* [PROBLEM REQUIREMENTS]: List every line of the material that contains the word "white". Treat uppercase and lowercase letters as different.

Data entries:
------------------------------------
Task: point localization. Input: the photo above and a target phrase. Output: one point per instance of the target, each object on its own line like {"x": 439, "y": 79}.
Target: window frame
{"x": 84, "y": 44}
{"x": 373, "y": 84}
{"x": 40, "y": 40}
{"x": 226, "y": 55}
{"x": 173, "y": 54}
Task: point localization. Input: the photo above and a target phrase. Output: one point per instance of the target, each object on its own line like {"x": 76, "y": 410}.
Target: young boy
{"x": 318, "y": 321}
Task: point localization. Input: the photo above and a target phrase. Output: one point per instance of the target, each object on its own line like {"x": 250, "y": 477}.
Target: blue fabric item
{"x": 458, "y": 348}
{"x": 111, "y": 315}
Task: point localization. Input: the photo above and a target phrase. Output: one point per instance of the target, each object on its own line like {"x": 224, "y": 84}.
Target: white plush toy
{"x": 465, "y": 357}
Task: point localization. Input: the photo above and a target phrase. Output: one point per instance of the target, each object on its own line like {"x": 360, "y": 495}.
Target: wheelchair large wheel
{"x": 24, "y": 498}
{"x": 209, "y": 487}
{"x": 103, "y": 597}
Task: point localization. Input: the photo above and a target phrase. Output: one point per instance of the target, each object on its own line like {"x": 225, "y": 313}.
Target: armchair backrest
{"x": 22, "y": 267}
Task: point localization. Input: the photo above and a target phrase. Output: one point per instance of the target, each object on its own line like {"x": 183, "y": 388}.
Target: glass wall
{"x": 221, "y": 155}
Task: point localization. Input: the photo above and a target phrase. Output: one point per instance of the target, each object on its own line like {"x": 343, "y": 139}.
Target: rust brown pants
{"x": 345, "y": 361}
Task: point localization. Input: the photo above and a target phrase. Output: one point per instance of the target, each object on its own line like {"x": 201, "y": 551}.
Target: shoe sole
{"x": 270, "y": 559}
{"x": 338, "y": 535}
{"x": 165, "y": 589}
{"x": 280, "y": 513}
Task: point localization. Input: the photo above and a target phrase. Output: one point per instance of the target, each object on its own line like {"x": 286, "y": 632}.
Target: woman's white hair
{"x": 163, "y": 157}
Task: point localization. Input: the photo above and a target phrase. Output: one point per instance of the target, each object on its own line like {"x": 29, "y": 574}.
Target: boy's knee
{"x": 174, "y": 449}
------------------------------------
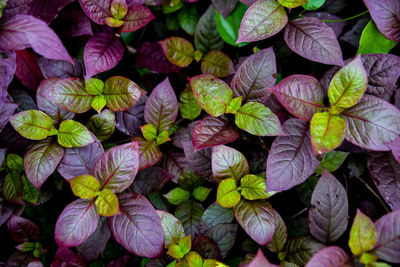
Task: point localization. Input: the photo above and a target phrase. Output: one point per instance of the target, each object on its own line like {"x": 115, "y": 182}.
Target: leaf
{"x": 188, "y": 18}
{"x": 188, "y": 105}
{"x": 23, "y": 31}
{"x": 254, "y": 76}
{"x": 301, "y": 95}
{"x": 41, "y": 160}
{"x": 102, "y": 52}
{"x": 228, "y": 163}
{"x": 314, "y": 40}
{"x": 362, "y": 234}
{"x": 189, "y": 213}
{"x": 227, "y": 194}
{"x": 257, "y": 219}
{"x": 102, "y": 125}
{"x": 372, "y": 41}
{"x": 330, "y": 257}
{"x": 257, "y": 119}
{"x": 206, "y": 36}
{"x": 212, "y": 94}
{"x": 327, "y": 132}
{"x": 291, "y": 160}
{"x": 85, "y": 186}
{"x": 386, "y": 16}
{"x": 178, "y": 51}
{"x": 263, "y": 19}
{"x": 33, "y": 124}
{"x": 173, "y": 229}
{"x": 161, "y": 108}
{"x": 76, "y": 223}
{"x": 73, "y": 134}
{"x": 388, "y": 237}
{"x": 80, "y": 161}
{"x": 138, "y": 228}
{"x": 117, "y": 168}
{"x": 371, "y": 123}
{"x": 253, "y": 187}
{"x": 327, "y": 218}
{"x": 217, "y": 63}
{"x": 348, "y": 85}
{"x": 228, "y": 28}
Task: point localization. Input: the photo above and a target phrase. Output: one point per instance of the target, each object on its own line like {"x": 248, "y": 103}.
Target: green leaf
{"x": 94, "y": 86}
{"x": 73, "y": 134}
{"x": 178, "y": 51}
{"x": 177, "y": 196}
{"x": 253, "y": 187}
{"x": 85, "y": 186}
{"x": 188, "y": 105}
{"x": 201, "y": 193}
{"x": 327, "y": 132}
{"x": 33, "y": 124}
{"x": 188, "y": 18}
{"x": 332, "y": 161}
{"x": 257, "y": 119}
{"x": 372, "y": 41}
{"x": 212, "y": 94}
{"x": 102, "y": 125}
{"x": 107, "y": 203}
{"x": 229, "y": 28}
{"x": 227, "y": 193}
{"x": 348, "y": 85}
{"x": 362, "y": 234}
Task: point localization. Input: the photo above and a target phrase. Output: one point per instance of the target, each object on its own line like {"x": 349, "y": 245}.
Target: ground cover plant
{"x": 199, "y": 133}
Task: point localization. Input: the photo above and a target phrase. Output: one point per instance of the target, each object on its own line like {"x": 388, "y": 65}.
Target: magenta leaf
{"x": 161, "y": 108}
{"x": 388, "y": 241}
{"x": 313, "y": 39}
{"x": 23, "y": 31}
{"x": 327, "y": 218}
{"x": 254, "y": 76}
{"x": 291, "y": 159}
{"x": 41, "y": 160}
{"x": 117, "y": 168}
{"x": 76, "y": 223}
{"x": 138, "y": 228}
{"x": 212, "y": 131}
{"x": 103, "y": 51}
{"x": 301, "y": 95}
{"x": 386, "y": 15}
------------------------------------
* [EXPECTED OUTPUT]:
Target: white plush toy
Target: woman's white hair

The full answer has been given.